What is being asked.
Turn the lines of the listing below into a JSON list of strings, one string per line with blank lines omitted. Start at the line that contains "84, row 546.", continue through the line that contains "column 1089, row 517", and include only those lines.

_ _ _ _

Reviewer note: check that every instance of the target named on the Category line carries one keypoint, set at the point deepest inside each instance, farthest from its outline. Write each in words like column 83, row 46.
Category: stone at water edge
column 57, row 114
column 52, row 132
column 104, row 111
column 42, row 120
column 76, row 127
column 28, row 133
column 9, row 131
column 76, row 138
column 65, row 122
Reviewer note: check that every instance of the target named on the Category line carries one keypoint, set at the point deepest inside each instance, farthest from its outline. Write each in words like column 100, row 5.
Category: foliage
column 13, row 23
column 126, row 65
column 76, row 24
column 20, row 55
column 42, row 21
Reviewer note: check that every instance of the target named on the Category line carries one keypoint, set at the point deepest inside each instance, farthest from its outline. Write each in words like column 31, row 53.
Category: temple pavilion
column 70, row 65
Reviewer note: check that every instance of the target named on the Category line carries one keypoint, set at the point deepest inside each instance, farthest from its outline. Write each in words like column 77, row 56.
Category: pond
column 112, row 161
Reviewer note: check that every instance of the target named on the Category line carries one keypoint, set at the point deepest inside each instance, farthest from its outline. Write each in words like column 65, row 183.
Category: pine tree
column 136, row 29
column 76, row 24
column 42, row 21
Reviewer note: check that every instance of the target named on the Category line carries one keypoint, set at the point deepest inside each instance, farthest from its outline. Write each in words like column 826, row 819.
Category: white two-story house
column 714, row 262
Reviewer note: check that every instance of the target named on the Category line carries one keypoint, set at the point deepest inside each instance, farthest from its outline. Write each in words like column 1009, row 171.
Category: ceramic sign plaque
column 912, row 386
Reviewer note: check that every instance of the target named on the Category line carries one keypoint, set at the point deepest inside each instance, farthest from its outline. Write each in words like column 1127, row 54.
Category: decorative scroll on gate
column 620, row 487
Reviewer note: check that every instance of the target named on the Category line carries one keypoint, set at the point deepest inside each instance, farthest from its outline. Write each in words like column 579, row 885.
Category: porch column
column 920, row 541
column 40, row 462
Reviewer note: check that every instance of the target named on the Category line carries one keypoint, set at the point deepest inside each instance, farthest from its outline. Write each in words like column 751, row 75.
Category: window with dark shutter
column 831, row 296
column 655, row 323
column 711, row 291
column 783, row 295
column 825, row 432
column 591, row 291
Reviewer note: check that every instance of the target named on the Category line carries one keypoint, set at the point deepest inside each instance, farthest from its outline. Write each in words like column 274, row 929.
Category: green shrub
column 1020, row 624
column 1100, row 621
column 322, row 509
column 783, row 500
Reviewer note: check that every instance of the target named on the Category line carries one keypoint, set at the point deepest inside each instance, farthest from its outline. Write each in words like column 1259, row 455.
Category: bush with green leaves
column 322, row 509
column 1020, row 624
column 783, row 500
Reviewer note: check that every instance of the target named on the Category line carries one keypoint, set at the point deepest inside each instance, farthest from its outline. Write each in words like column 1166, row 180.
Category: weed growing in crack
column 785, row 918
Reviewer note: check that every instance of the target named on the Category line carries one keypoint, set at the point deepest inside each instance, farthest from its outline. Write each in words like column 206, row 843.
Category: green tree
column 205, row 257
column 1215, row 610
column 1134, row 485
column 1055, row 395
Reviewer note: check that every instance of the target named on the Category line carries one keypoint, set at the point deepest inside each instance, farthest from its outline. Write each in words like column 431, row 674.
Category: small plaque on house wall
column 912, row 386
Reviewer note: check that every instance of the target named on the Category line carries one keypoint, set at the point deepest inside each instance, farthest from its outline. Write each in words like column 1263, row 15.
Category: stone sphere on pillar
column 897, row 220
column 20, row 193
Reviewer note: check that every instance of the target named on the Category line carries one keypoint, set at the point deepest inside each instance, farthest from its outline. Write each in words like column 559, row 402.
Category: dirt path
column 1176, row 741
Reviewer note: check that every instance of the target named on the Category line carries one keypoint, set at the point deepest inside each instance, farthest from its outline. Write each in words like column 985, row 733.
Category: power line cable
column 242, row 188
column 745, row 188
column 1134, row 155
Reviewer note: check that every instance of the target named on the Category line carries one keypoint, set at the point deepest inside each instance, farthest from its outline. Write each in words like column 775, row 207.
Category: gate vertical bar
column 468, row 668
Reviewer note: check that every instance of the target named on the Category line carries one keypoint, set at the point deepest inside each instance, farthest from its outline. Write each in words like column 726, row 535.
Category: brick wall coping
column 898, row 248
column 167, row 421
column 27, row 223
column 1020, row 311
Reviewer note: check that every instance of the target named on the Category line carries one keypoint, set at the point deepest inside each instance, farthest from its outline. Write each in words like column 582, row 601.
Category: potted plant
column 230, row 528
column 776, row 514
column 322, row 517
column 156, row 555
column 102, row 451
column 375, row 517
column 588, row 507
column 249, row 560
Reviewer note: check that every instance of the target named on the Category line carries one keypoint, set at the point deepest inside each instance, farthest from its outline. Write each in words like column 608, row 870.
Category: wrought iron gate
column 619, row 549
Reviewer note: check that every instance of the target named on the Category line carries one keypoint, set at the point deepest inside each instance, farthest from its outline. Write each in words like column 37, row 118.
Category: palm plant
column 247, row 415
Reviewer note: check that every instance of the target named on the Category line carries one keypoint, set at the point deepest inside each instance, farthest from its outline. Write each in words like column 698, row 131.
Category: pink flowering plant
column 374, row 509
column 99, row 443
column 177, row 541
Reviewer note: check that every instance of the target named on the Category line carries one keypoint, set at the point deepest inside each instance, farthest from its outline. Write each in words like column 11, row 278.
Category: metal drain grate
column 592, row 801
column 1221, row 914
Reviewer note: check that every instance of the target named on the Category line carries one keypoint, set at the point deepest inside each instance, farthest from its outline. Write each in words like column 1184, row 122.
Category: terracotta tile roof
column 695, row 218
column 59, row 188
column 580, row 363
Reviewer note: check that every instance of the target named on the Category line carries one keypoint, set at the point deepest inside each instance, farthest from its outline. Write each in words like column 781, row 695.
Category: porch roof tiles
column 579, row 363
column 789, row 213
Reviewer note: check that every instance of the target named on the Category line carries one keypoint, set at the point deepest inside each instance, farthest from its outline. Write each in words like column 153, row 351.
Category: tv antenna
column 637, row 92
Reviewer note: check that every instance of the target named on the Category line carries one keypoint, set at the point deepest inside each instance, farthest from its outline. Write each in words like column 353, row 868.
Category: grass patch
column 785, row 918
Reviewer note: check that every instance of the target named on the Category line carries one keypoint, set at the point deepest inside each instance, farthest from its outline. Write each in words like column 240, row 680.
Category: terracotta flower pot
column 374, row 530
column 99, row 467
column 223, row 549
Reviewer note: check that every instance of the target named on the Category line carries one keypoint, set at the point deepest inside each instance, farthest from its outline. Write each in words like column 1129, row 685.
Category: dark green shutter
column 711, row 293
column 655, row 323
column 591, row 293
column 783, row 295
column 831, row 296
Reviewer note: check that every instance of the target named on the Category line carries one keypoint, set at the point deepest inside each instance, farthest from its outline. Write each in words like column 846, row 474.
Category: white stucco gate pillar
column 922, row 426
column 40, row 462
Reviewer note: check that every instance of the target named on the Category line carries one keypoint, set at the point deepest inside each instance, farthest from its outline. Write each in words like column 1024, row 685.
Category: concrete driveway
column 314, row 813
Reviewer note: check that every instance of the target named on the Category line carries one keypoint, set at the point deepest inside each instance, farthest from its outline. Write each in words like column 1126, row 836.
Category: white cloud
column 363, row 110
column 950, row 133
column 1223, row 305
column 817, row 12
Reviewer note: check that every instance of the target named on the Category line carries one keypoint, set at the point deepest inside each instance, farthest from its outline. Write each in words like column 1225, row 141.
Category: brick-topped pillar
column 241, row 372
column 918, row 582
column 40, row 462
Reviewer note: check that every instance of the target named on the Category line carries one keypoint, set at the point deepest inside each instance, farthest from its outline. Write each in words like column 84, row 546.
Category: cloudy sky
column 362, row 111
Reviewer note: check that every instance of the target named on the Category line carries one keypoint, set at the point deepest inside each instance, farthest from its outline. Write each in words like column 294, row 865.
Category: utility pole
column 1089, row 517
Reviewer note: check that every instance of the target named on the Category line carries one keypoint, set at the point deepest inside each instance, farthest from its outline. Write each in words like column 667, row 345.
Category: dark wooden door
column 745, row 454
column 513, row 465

_ _ _ _

Answer to the exercise.
[
  "Reviewer note: check that every instance of the target named on the Category line carries one keypoint, set at the point deepest inside each instance, farthest from its outline. Write each in words like column 84, row 546.",
  "Category: cloudy sky",
  "column 362, row 111",
  "Reviewer note: check that every instance of the target named on the Category line carries one keypoint, set at the point deepest inside each instance, farthest from its outline. Write each in words like column 294, row 865.",
  "Category: utility pole",
  "column 1089, row 517"
]